# Growing in a green house rookie!



## Trophyhunt (Aug 1, 2022)

Hello, been a couple years since I grew, first time was outdoors, went great thanks to lots of help here.  One problem I had was those dang afids, got spray for that now.  BUT, this time I’m growing in a green house and the weather has been pretty warm, live in the seattle area.  I’m wondering what major differences I need to know about having them in a green house??  I’ve had both doors open for about for weeks now, plants are about 2.5 feet tall, and I’ve been watering twice a day- morning and night.  I don’t spray the plants w water, I fertilize every other week.  Thoughts?????   Thanks peeps


----------



## Trophyhunt (Aug 1, 2022)

Trophyhunt said:


> Hello, been a couple years since I grew, first time was outdoors, went great thanks to lots of help here.  One problem I had was those dang afids, got spray for that now.  BUT, this time I’m growing in a green house and the weather has been pretty warm, live in the seattle area.  I’m wondering what major differences I need to know about having them in a green house??  I’ve had both doors open for about for weeks now, plants are about 2.5 feet tall, and I’ve been watering twice a day- morning and night.  I don’t spray the plants w water, I fertilize every other week.  Thoughts?????   Thanks peeps


Also, I’ve been trimming off all dead and big water leaves, wanting more good stuff going to the buds when they come.  Also trimmed a few branches off to help with quality??? Dumb or not??

◆ ◆ ◆

What you are asked to do
Reproduce the portion of the greenhouse growing thread starting with "Also, I’ve been" and going on through "Dumb or not??", keeping every word and mark unchanged.

Data listing
◆ ◆ ◆

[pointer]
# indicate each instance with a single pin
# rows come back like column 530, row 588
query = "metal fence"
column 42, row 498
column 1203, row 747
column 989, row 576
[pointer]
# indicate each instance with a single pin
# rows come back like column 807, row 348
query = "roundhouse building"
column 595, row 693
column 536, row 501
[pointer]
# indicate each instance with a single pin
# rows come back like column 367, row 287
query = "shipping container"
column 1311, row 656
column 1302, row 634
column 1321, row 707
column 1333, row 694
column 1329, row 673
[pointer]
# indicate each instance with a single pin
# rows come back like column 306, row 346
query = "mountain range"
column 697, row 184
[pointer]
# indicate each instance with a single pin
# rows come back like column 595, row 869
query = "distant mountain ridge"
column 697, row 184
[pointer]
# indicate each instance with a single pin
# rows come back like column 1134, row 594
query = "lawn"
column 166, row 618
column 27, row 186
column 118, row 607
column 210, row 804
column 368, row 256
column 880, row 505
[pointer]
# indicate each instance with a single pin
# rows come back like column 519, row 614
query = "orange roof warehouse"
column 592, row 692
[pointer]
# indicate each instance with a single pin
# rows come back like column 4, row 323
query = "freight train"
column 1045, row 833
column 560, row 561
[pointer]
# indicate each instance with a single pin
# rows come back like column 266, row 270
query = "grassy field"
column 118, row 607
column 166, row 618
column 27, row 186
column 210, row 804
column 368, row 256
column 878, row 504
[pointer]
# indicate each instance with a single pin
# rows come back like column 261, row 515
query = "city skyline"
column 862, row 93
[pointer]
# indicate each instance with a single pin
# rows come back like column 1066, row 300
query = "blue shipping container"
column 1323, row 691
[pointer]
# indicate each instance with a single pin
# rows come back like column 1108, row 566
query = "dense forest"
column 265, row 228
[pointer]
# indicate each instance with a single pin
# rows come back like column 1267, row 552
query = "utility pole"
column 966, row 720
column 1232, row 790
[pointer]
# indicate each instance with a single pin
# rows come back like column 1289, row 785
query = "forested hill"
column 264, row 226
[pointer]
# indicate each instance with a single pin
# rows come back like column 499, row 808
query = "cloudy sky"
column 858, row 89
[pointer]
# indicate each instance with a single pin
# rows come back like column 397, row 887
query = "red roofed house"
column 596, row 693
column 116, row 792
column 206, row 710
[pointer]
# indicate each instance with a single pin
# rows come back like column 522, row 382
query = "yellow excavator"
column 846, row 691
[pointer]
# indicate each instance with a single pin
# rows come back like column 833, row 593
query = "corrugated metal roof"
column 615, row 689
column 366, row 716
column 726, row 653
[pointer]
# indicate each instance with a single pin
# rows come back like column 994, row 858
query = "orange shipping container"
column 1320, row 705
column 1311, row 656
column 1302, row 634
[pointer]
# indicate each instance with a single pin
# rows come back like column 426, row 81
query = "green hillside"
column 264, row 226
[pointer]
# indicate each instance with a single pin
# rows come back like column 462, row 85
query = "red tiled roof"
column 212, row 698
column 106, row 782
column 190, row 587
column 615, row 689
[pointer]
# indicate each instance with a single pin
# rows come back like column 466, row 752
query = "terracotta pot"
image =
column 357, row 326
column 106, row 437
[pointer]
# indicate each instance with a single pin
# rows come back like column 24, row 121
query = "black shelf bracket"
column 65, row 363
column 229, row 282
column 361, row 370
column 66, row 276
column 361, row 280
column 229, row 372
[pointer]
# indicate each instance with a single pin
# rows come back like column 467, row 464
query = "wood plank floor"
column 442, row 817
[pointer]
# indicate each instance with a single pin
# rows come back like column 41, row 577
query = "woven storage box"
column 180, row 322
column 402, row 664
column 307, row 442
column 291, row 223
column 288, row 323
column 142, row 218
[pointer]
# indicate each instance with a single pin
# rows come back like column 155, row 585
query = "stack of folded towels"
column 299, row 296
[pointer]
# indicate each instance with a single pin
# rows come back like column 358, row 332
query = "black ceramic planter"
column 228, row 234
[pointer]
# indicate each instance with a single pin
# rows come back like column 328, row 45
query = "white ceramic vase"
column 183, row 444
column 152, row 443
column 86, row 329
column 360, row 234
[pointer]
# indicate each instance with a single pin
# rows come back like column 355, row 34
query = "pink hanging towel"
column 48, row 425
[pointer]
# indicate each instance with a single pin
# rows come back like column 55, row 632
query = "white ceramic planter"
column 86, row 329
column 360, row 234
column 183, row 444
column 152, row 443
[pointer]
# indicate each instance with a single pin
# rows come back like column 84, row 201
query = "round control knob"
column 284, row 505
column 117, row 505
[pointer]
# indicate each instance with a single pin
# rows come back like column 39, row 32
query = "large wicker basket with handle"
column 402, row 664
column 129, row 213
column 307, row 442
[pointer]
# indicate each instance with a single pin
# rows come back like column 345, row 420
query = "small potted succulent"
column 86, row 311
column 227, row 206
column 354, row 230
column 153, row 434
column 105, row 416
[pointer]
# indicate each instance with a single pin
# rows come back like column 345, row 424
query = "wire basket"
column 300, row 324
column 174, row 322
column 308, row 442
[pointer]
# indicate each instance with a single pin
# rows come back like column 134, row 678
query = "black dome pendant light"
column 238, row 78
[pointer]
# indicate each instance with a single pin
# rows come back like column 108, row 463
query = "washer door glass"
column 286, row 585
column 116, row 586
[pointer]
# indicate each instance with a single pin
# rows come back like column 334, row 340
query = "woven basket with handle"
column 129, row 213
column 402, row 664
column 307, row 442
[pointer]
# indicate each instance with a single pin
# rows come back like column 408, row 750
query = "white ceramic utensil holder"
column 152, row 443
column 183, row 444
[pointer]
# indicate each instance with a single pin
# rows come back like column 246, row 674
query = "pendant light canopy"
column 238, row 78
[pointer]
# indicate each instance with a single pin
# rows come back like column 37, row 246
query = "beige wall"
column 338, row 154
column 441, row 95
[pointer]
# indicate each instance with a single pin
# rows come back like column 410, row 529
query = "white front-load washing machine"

◆ ◆ ◆

Correct output
Also, I’ve been trimming off all dead and big water leaves, wanting more good stuff going to the buds when they come.  Also trimmed a few branches off to help with quality??? Dumb or not??